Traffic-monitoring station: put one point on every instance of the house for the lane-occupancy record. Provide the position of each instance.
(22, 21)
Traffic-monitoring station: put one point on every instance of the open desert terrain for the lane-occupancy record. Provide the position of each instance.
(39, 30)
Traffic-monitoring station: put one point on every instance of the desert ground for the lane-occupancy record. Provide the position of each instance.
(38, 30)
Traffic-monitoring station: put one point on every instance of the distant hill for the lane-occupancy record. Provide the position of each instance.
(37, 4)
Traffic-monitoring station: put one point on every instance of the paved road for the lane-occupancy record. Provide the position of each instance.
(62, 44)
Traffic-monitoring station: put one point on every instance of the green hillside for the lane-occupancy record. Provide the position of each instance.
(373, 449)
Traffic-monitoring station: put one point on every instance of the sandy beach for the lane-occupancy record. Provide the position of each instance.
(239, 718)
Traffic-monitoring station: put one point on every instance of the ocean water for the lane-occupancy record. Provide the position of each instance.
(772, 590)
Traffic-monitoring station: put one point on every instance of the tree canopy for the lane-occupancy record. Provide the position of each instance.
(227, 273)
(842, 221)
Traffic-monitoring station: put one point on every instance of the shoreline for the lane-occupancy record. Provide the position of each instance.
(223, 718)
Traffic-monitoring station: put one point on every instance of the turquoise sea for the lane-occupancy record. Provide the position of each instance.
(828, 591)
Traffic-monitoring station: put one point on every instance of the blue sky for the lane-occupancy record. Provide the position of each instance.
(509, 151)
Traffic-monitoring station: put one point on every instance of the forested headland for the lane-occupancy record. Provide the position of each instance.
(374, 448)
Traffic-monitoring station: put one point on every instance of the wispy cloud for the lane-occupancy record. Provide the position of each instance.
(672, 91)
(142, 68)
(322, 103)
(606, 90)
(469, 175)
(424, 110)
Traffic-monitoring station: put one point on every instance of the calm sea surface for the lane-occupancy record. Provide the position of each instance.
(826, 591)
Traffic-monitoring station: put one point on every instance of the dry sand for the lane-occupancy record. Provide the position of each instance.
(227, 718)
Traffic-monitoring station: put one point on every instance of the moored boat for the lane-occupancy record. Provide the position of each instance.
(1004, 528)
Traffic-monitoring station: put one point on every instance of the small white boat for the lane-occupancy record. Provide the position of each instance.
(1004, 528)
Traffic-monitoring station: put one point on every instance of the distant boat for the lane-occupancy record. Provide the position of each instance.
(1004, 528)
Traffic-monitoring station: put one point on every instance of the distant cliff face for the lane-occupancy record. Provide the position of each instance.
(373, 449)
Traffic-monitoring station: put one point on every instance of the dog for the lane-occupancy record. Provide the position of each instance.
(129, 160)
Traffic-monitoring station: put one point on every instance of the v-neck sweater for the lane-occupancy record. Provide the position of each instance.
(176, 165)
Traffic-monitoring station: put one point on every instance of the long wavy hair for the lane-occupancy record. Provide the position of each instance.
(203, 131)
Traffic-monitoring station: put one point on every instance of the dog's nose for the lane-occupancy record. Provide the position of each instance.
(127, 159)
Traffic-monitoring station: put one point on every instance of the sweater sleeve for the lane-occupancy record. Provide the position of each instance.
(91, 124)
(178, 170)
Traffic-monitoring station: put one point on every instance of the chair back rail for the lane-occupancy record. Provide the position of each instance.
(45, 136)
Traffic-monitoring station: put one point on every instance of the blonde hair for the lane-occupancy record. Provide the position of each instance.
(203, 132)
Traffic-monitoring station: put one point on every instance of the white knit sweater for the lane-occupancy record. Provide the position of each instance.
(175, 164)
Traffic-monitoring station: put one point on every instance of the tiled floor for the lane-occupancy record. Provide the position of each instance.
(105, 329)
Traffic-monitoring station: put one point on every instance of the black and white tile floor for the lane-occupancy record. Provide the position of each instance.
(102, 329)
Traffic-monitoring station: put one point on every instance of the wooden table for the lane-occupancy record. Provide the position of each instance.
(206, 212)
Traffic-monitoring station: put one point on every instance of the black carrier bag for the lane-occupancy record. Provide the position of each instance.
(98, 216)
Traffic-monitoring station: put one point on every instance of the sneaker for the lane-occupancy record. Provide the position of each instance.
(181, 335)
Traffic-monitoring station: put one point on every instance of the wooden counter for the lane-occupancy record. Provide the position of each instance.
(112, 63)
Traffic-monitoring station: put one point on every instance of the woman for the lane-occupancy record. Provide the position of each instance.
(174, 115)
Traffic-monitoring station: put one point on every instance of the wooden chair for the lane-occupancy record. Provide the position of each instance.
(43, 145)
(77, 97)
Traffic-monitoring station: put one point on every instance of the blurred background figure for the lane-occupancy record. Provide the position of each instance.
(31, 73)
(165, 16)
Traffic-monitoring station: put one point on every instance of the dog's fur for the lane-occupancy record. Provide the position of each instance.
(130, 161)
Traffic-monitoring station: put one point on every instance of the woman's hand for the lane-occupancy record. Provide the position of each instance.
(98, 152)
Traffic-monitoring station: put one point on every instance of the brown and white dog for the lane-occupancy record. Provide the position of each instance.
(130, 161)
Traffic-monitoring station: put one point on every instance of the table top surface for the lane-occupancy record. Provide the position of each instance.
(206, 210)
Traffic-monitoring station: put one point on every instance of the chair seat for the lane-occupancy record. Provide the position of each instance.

DO THIS> Copy every one of the records above again, word for word, with nothing changed.

EXERCISE RESULT>
Traffic-monitoring station: put one point on every instance of the house for the lane-occupancy record. Provide the position of each instance.
(22, 21)
Traffic-monitoring station: put one point on every instance of the open desert terrain for the lane-occupancy record. Provide the position of each instance.
(39, 30)
Traffic-monitoring station: put one point on every instance of the desert ground for the lane-occupancy record. Provide the position of each instance.
(38, 30)
Traffic-monitoring station: put one point on every instance of the distant hill for the lane-occupancy record. Provide the position of each instance.
(37, 4)
Traffic-monitoring station: put one point on every instance of the paved road for the lane-occupancy record. Provide the position of each instance.
(62, 44)
Traffic-monitoring station: put one point on every instance of the green hillside for the lane-occupancy record. Provide the position of each instance.
(373, 449)
Traffic-monitoring station: put one point on every instance of the sandy beach for the lane-occupancy record. Provide the position of each instance.
(239, 718)
Traffic-monitoring station: put one point on every instance of the ocean water for the lane-occupancy record. Provide the position of each instance.
(772, 590)
Traffic-monitoring station: put one point on every instance of the tree canopy for the lane-occupancy record. Provide the position of each instance.
(227, 273)
(842, 221)
Traffic-monitoring station: put one point on every instance of the shoreline for the lane-occupancy record. Provide the position of each instance.
(223, 718)
Traffic-monitoring station: put one point on every instance of the turquoise sea for the lane-occupancy record. Provide the position of each instance.
(828, 591)
Traffic-monitoring station: put one point on every instance of the blue sky for the lane-occupancy record. Provide the position of each instance.
(509, 151)
Traffic-monitoring station: put one point on every instance of the forested headland for the lane-occupancy record. Provide the position of each instance.
(374, 448)
Traffic-monitoring station: put one point on every instance of the wispy cloud for the lane-occupancy record. Provide the position of each instance.
(672, 91)
(142, 68)
(322, 103)
(606, 90)
(469, 175)
(424, 110)
Traffic-monitoring station: put one point on every instance of the calm sea surface for the lane-occupancy record. Provide the position of each instance.
(826, 591)
Traffic-monitoring station: put one point on every instance of the dry sand for the lane-occupancy record. Provide the position of each instance.
(227, 718)
Traffic-monitoring station: put one point on every instance of the moored boat for the lane-occupancy record. Provide the position of each instance.
(1004, 528)
Traffic-monitoring station: put one point on every instance of the small white boat for the lane-occupancy record. Provide the position of each instance.
(1004, 528)
Traffic-monitoring station: put one point on every instance of the distant boat for the lane-occupancy record. Provide the position of each instance.
(1004, 528)
Traffic-monitoring station: put one point on every instance of the distant cliff face for the lane-occupancy record. Provide the position of each instance.
(373, 449)
Traffic-monitoring station: put one point on every instance of the dog for the lane-occupancy record. Provide the position of each instance.
(129, 160)
Traffic-monitoring station: put one point on every instance of the v-neck sweater for the lane-occupancy record. Provide the position of each instance.
(176, 165)
Traffic-monitoring station: put one point on every instance of the long wavy hair for the lane-occupancy record. Provide the position of each instance.
(203, 131)
Traffic-monitoring station: put one point on every instance of the dog's nose for the lane-occupancy record. Provide the position of each instance.
(127, 159)
Traffic-monitoring station: put one point on every instance of the sweater sleeve for the lane-occupancy record. Provide the position of each instance.
(91, 124)
(178, 170)
Traffic-monitoring station: put one point on every instance of the chair back rail for the lane-occupancy record. Provide the position of each instance.
(45, 136)
Traffic-monitoring station: put one point on every instance of the blonde hair for the lane-occupancy record. Provide the position of each instance.
(203, 132)
Traffic-monitoring station: put one point on every instance of the white knit sweater for the lane-occupancy record. Provide the position of each instance.
(175, 164)
Traffic-monitoring station: put one point on every instance of the tiled floor for the lane-occupancy record. Provide the position of each instance.
(105, 329)
Traffic-monitoring station: put one point on every instance of the black and white tile floor for the lane-occupancy record. Provide the position of each instance.
(102, 329)
Traffic-monitoring station: put one point on every instance of the wooden table for the lane-occupancy record. Provide the position of each instance.
(206, 212)
Traffic-monitoring station: put one point on every instance of the black carrier bag for the lane-occupancy record. Provide the position of each instance.
(98, 216)
Traffic-monitoring station: put one point on every instance of the sneaker for the lane-occupancy record. Provide the position of each instance.
(181, 335)
Traffic-monitoring station: put one point on every instance of the wooden counter for the lane-occupancy record. Provide the position of each instance.
(112, 63)
Traffic-monitoring station: put one point on every instance of the woman for the lane-occupancy record. Provide the position of each instance.
(174, 115)
Traffic-monitoring station: put one point on every instance of the wooden chair for the lane-occupancy record. Provide the position of each instance.
(43, 145)
(77, 97)
Traffic-monitoring station: put one point on every instance of the blurred background figure for the lane-occupancy record. Provide the position of each instance.
(31, 73)
(165, 16)
Traffic-monitoring station: put one point on every instance of the dog's fur for the lane-occupancy record. Provide the position of each instance.
(130, 161)
Traffic-monitoring station: put one point on every instance of the woman's hand for the lane-occupancy record. Provide the position of each instance.
(98, 152)
Traffic-monitoring station: put one point on every instance of the brown and white dog for the lane-occupancy record. Provide the position of each instance.
(130, 161)
Traffic-monitoring station: put one point on every instance of the table top surface for the lane-occupancy record. Provide the position of each instance.
(206, 210)
Traffic-monitoring station: put one point on every instance of the chair seat for the lane-occupancy record. Provide the position of each instance.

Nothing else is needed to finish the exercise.